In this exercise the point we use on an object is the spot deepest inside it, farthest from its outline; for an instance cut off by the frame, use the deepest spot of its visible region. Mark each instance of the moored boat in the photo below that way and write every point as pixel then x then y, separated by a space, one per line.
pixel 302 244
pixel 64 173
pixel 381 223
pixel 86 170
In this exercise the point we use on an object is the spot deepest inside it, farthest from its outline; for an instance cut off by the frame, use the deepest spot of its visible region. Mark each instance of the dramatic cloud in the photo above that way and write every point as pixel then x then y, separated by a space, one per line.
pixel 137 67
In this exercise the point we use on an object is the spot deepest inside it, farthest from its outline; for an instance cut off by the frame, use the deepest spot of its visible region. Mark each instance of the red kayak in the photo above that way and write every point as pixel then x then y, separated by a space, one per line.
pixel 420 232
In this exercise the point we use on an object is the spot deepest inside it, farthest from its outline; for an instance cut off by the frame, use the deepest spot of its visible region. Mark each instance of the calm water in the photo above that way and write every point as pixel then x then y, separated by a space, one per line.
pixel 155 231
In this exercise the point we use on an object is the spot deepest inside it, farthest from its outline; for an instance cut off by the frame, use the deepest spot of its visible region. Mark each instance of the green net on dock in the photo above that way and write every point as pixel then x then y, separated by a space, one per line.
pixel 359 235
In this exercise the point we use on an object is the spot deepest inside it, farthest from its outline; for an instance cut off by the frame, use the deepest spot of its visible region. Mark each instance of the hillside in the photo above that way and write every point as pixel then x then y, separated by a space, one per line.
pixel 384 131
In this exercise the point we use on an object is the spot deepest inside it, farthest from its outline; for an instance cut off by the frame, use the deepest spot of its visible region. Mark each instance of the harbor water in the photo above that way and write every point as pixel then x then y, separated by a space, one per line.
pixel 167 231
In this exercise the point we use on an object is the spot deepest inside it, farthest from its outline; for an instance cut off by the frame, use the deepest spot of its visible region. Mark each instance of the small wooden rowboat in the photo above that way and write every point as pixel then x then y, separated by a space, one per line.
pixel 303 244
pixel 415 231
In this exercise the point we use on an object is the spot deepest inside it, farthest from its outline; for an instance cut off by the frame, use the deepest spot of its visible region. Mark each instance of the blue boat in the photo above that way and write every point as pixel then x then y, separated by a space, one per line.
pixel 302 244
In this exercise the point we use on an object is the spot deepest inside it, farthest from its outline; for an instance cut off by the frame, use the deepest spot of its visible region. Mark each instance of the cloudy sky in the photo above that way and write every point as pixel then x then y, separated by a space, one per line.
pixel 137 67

TASK PROMPT →
Arrange the whole listing above as a two-column CSV headed "prompt" and "response", with one row for each text and its full answer. Put each value in a single quoted field and replace line breaks with spaces.

ANSWER TO THIS PROBLEM →
prompt,response
"In this exercise the point we use on an object is the spot deepest inside it, farthest from its outline; for an instance cut off by the frame, use the deepest spot of its visible region. Mark each instance of the moored boat in the photo below that way and write every point as pixel then x then y, separated by a space, one per line.","pixel 302 244 pixel 64 173 pixel 381 223 pixel 86 170"
"In this exercise the point we use on an object is the spot deepest inside it, farthest from its outline; for an instance cut off by the frame, use the deepest spot of its visible region. Mark each instance of the dramatic cloud in the photo above that way and write every point as pixel then x then y, separated by a space, one per line.","pixel 137 67"
"In this exercise the point we use on an object is the spot deepest inside it, farthest from its outline; for an instance cut off by the frame, use the deepest spot of its visible region. Mark each instance of the red kayak in the photo above that way and write every point as pixel then x then y, separated by a space, one per line.","pixel 420 232"
"In this exercise the point we use on an object is the spot deepest inside it, farthest from its outline; for an instance cut off by the frame, use the deepest spot of its visible region. Mark each instance of the calm water in the photo above that way and write every point as pixel then x then y, separated by a space, one per line.","pixel 155 231"
"In this exercise the point we use on an object is the spot deepest inside it, farthest from its outline; for an instance cut off by the frame, use the deepest spot of its visible region. Mark each instance of the green net on dock in the photo above that way and write every point as pixel then x then y, separated by a space, one per line.","pixel 359 235"
"In this exercise the point we use on an object is the spot deepest inside it, farthest from its outline; for an instance cut off by the frame, use the deepest spot of its visible region. Mark each instance of the hillside in the photo above that way and write every point as pixel then x then y, separated by a space, one per line.","pixel 384 131"
"In this exercise the point we use on an object is the spot deepest inside it, farthest from its outline; for an instance cut off by the frame, use the deepest spot of its visible region. Mark each instance of the harbor water in the photo above that way and write every point as pixel then x then y, separated by a space, one per line.","pixel 167 231"
"In this exercise the point we use on an object is the spot deepest inside it, farthest from its outline; for an instance cut off by the frame, use the deepest spot of its visible region. Mark each instance of the small wooden rowboat in the photo above that way and write every point as pixel then x then y, separated by a space, one per line.","pixel 303 244 pixel 415 231"
"In this exercise the point we use on an object is the spot deepest inside it, farthest from its outline; for an instance cut off by the frame, use the deepest spot of its visible region. Mark each instance of the blue boat in the photo above that way and write every point as pixel then x then y, separated by a space, one per line.","pixel 302 244"
"In this exercise the point we use on an object is the spot deepest inside it, farthest from its outline; for an instance cut off by the frame, use the deepest spot of its visible region. Mark each instance of the cloudy sky in the photo above that way and write every point as pixel then x then y, separated by a space, one per line.","pixel 137 67"